**To be done**. Count the lines in the records below that contain the string "smooth" and give only that number.

**Provided information**.
----
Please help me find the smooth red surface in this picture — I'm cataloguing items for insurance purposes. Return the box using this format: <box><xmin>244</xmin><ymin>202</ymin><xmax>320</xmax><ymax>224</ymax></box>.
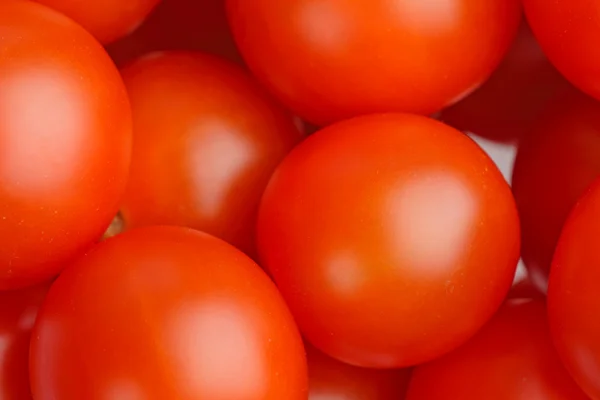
<box><xmin>121</xmin><ymin>52</ymin><xmax>303</xmax><ymax>255</ymax></box>
<box><xmin>406</xmin><ymin>300</ymin><xmax>587</xmax><ymax>400</ymax></box>
<box><xmin>107</xmin><ymin>0</ymin><xmax>241</xmax><ymax>65</ymax></box>
<box><xmin>440</xmin><ymin>22</ymin><xmax>570</xmax><ymax>141</ymax></box>
<box><xmin>31</xmin><ymin>227</ymin><xmax>308</xmax><ymax>400</ymax></box>
<box><xmin>0</xmin><ymin>284</ymin><xmax>49</xmax><ymax>400</ymax></box>
<box><xmin>257</xmin><ymin>114</ymin><xmax>519</xmax><ymax>368</ymax></box>
<box><xmin>306</xmin><ymin>345</ymin><xmax>410</xmax><ymax>400</ymax></box>
<box><xmin>548</xmin><ymin>181</ymin><xmax>600</xmax><ymax>400</ymax></box>
<box><xmin>512</xmin><ymin>91</ymin><xmax>600</xmax><ymax>288</ymax></box>
<box><xmin>32</xmin><ymin>0</ymin><xmax>160</xmax><ymax>44</ymax></box>
<box><xmin>0</xmin><ymin>0</ymin><xmax>131</xmax><ymax>290</ymax></box>
<box><xmin>226</xmin><ymin>0</ymin><xmax>521</xmax><ymax>125</ymax></box>
<box><xmin>523</xmin><ymin>0</ymin><xmax>600</xmax><ymax>104</ymax></box>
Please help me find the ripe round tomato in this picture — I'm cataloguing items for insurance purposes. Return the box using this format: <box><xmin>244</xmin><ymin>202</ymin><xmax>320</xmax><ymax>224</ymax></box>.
<box><xmin>406</xmin><ymin>300</ymin><xmax>587</xmax><ymax>400</ymax></box>
<box><xmin>512</xmin><ymin>91</ymin><xmax>600</xmax><ymax>288</ymax></box>
<box><xmin>121</xmin><ymin>52</ymin><xmax>303</xmax><ymax>255</ymax></box>
<box><xmin>523</xmin><ymin>0</ymin><xmax>600</xmax><ymax>104</ymax></box>
<box><xmin>33</xmin><ymin>0</ymin><xmax>160</xmax><ymax>44</ymax></box>
<box><xmin>227</xmin><ymin>0</ymin><xmax>521</xmax><ymax>125</ymax></box>
<box><xmin>440</xmin><ymin>22</ymin><xmax>570</xmax><ymax>141</ymax></box>
<box><xmin>257</xmin><ymin>114</ymin><xmax>520</xmax><ymax>368</ymax></box>
<box><xmin>306</xmin><ymin>345</ymin><xmax>410</xmax><ymax>400</ymax></box>
<box><xmin>0</xmin><ymin>284</ymin><xmax>49</xmax><ymax>400</ymax></box>
<box><xmin>548</xmin><ymin>180</ymin><xmax>600</xmax><ymax>399</ymax></box>
<box><xmin>0</xmin><ymin>0</ymin><xmax>131</xmax><ymax>290</ymax></box>
<box><xmin>108</xmin><ymin>0</ymin><xmax>241</xmax><ymax>65</ymax></box>
<box><xmin>31</xmin><ymin>227</ymin><xmax>308</xmax><ymax>400</ymax></box>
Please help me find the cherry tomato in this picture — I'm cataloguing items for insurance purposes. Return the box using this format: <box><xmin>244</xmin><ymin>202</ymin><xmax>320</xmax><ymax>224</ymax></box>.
<box><xmin>0</xmin><ymin>284</ymin><xmax>49</xmax><ymax>400</ymax></box>
<box><xmin>406</xmin><ymin>300</ymin><xmax>587</xmax><ymax>400</ymax></box>
<box><xmin>227</xmin><ymin>0</ymin><xmax>521</xmax><ymax>125</ymax></box>
<box><xmin>512</xmin><ymin>92</ymin><xmax>600</xmax><ymax>289</ymax></box>
<box><xmin>0</xmin><ymin>0</ymin><xmax>131</xmax><ymax>289</ymax></box>
<box><xmin>121</xmin><ymin>52</ymin><xmax>303</xmax><ymax>255</ymax></box>
<box><xmin>33</xmin><ymin>0</ymin><xmax>160</xmax><ymax>44</ymax></box>
<box><xmin>306</xmin><ymin>345</ymin><xmax>410</xmax><ymax>400</ymax></box>
<box><xmin>441</xmin><ymin>22</ymin><xmax>570</xmax><ymax>141</ymax></box>
<box><xmin>523</xmin><ymin>0</ymin><xmax>600</xmax><ymax>104</ymax></box>
<box><xmin>108</xmin><ymin>0</ymin><xmax>241</xmax><ymax>65</ymax></box>
<box><xmin>548</xmin><ymin>180</ymin><xmax>600</xmax><ymax>399</ymax></box>
<box><xmin>257</xmin><ymin>114</ymin><xmax>520</xmax><ymax>368</ymax></box>
<box><xmin>31</xmin><ymin>227</ymin><xmax>308</xmax><ymax>400</ymax></box>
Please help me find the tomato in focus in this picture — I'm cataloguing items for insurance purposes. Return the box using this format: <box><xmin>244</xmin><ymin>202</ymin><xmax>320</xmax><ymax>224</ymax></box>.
<box><xmin>31</xmin><ymin>227</ymin><xmax>308</xmax><ymax>400</ymax></box>
<box><xmin>440</xmin><ymin>22</ymin><xmax>570</xmax><ymax>142</ymax></box>
<box><xmin>0</xmin><ymin>0</ymin><xmax>132</xmax><ymax>290</ymax></box>
<box><xmin>32</xmin><ymin>0</ymin><xmax>160</xmax><ymax>44</ymax></box>
<box><xmin>406</xmin><ymin>299</ymin><xmax>587</xmax><ymax>400</ymax></box>
<box><xmin>226</xmin><ymin>0</ymin><xmax>521</xmax><ymax>126</ymax></box>
<box><xmin>121</xmin><ymin>52</ymin><xmax>303</xmax><ymax>256</ymax></box>
<box><xmin>257</xmin><ymin>114</ymin><xmax>520</xmax><ymax>368</ymax></box>
<box><xmin>0</xmin><ymin>284</ymin><xmax>50</xmax><ymax>400</ymax></box>
<box><xmin>107</xmin><ymin>0</ymin><xmax>241</xmax><ymax>66</ymax></box>
<box><xmin>306</xmin><ymin>345</ymin><xmax>410</xmax><ymax>400</ymax></box>
<box><xmin>512</xmin><ymin>91</ymin><xmax>600</xmax><ymax>290</ymax></box>
<box><xmin>523</xmin><ymin>0</ymin><xmax>600</xmax><ymax>104</ymax></box>
<box><xmin>548</xmin><ymin>180</ymin><xmax>600</xmax><ymax>400</ymax></box>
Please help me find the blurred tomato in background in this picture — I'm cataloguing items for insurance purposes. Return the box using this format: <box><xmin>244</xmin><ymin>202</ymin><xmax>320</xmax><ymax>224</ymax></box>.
<box><xmin>440</xmin><ymin>21</ymin><xmax>570</xmax><ymax>142</ymax></box>
<box><xmin>512</xmin><ymin>90</ymin><xmax>600</xmax><ymax>290</ymax></box>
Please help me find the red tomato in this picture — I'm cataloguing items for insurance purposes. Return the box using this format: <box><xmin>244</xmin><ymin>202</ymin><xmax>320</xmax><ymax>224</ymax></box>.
----
**Result for this exercise**. 1